Put the lines of the data, from the line containing "job: trace the outline of every instance of the blue" through the last line, into a numbered list, leaving out any blank lines.

**Task inputs:**
## Begin

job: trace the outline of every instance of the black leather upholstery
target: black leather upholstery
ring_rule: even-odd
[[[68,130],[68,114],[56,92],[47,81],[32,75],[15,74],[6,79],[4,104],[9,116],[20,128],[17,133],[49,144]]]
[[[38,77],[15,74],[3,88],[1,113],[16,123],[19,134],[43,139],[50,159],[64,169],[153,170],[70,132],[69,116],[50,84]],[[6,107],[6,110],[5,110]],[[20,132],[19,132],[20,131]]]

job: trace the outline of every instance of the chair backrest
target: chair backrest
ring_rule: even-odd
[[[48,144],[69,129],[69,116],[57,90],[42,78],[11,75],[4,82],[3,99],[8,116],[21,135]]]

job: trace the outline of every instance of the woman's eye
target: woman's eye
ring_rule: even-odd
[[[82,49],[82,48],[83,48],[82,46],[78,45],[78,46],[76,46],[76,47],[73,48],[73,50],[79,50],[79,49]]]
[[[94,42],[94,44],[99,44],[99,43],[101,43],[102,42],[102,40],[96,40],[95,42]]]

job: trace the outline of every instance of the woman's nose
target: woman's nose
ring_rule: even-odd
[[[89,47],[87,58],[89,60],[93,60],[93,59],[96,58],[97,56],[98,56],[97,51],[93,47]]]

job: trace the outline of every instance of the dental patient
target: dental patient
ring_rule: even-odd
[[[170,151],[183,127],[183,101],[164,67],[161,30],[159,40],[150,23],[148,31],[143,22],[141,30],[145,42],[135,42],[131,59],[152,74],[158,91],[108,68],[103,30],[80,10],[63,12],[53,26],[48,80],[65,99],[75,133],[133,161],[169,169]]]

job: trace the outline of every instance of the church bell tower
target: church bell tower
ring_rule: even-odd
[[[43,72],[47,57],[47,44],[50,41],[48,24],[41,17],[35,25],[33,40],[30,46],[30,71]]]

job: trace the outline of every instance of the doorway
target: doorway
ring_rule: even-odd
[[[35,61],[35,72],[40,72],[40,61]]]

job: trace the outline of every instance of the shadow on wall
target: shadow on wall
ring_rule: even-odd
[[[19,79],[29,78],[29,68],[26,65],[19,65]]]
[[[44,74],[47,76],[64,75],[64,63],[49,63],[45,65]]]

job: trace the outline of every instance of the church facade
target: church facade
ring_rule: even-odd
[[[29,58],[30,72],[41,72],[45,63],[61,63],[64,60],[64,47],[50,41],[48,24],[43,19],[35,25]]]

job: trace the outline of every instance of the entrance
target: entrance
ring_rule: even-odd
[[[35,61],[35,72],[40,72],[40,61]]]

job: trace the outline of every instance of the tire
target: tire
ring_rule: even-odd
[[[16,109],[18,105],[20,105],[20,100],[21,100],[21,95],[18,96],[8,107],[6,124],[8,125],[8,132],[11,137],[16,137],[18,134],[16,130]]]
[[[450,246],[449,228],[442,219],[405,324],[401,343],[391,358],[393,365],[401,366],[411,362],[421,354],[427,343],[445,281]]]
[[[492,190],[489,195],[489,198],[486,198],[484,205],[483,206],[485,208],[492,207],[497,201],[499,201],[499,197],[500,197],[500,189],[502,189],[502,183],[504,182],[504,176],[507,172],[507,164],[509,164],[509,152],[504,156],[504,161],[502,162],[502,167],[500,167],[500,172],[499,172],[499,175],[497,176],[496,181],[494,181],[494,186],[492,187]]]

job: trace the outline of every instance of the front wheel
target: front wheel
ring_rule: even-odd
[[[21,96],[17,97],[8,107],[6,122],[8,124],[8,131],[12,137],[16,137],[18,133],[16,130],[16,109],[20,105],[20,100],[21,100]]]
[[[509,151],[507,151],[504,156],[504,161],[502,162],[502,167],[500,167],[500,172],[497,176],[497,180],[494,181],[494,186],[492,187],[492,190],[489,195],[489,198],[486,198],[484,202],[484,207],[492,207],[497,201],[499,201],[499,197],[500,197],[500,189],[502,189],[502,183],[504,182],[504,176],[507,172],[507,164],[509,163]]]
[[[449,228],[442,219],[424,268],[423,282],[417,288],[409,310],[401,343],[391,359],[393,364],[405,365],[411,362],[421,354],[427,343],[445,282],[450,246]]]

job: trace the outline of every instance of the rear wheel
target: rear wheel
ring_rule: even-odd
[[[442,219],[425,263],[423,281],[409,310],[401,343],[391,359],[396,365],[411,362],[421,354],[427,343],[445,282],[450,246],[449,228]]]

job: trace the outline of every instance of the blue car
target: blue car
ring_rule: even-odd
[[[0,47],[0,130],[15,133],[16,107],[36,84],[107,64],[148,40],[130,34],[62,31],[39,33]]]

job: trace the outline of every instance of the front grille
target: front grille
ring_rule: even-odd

## End

**Answer to the exercise:**
1. job: trace the outline of every instance of the blue car
2. target: blue car
3. ring_rule: even-odd
4. [[[0,47],[0,130],[15,133],[16,107],[36,84],[107,64],[148,40],[130,34],[62,31],[39,33]]]
5. job: trace the outline of every instance of the front grille
6. target: front grille
7. ring_rule: even-odd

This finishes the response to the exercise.